Text passage —
--- --- ---

TEA President: Here's Why We Endorsed Just Two Candidates
I welcome the opportunity to clarify the decision by the Tucson Education Association Political Action Committee to endorse two candidates, Kristel Foster and Cam Juarez, for the Tucson Unified School District governing board (Guest Commentary, Sept. 13).
First, a little history regarding our organization: TEA has always been an active and involved association in the political arena. Because member dues cannot be used for political action, TEAPAC was created for this purpose. Members voluntarily contribute additional money to support public-education-friendly candidates and initiatives, like Proposition 204. Those members who contribute elect individuals to serve on the TEAPAC steering committee. They were charged with interviewing the candidates for the TUSD governing board. After two days of interviews, the committee recommended approval by TEAPAC contributors.
There was a long and thorough discussion by participating members before deciding that endorsing only two candidates would significantly increase the likelihood for success. Those with a clear understanding of how elections work realize that it is to our members' benefit to endorse only two candidates. In a field of 12 candidates, it would be extremely difficult to elect a three-candidate slate. Asking our members to vote for only two will definitely increase the chances of electing these two pro-public-education candidates. In addition, TEAPAC gives their endorsement to candidates who we are confident will support TEA values.
These two individuals are highly qualified for this office and share the values of teachers, support professionals, the community and students. They have demonstrated their commitment to public education by their actions and involvement in our community. They are the two strongest candidates for the TUSD governing board.

--- --- ---

Data for finding objects from plain-language descriptions —
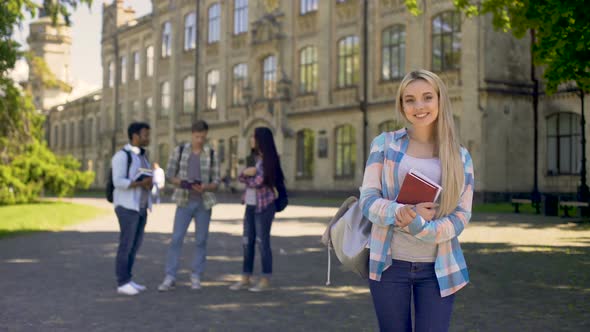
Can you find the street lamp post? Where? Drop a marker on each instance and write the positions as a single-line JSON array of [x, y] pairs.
[[583, 192]]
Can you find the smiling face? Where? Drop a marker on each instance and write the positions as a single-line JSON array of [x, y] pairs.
[[420, 103]]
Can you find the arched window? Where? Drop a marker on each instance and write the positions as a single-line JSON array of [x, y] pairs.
[[446, 41], [564, 147], [305, 153], [163, 155], [345, 151], [240, 16], [269, 76], [190, 29], [348, 61], [390, 125], [214, 32], [239, 80], [212, 84], [308, 74], [149, 61], [393, 52]]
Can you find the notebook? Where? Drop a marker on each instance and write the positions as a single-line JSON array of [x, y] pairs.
[[418, 188]]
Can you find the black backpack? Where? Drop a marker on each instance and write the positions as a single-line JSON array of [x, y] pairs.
[[110, 187]]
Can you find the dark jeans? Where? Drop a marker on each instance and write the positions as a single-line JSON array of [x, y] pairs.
[[392, 298], [257, 231], [132, 225]]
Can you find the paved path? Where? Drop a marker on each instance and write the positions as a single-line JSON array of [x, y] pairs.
[[528, 273]]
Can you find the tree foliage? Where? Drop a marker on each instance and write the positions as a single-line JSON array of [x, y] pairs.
[[28, 167], [562, 33]]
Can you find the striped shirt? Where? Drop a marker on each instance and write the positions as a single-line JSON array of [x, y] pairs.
[[265, 195], [381, 186], [209, 173]]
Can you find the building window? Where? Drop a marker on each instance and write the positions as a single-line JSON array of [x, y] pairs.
[[390, 125], [119, 117], [63, 135], [446, 41], [269, 76], [564, 147], [149, 104], [188, 95], [308, 6], [136, 71], [149, 62], [305, 151], [233, 157], [345, 151], [55, 137], [214, 23], [212, 83], [123, 69], [240, 16], [190, 28], [89, 131], [81, 138], [348, 61], [393, 53], [163, 154], [165, 99], [135, 111], [308, 75], [166, 40], [239, 79], [111, 78]]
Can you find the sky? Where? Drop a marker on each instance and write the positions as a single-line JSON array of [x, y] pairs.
[[86, 69]]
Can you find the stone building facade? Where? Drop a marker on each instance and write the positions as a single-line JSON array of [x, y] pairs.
[[303, 68]]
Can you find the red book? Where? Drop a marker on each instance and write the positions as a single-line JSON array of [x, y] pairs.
[[418, 188]]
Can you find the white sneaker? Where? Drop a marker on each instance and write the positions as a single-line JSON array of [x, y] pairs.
[[127, 289], [167, 284], [195, 282], [139, 287]]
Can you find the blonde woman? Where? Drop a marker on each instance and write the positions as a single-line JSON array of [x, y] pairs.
[[415, 250]]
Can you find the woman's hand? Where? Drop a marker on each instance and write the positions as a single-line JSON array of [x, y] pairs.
[[404, 216], [250, 171], [426, 210]]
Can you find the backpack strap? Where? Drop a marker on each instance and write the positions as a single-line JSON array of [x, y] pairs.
[[129, 159], [211, 154]]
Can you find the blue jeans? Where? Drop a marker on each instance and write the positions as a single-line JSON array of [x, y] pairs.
[[392, 298], [182, 219], [132, 226], [257, 231]]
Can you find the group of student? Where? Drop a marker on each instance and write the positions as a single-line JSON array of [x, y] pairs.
[[193, 170], [415, 256]]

--- --- ---

Tasks —
[1] From the TEA letter, extract the passage that begins at the words "These two individuals" and stops after the words "strongest candidates for the TUSD governing board.".
[2] In the TEA letter, which two candidates did TEAPAC endorse for the TUSD governing board?
You won't need the lines for anything here.

Results for each task —
[1]
These two individuals are highly qualified for this office and share the values of teachers, support professionals, the community and students. They have demonstrated their commitment to public education by their actions and involvement in our community. They are the two strongest candidates for the TUSD governing board.

[2] Kristel Foster and Cam Juarez.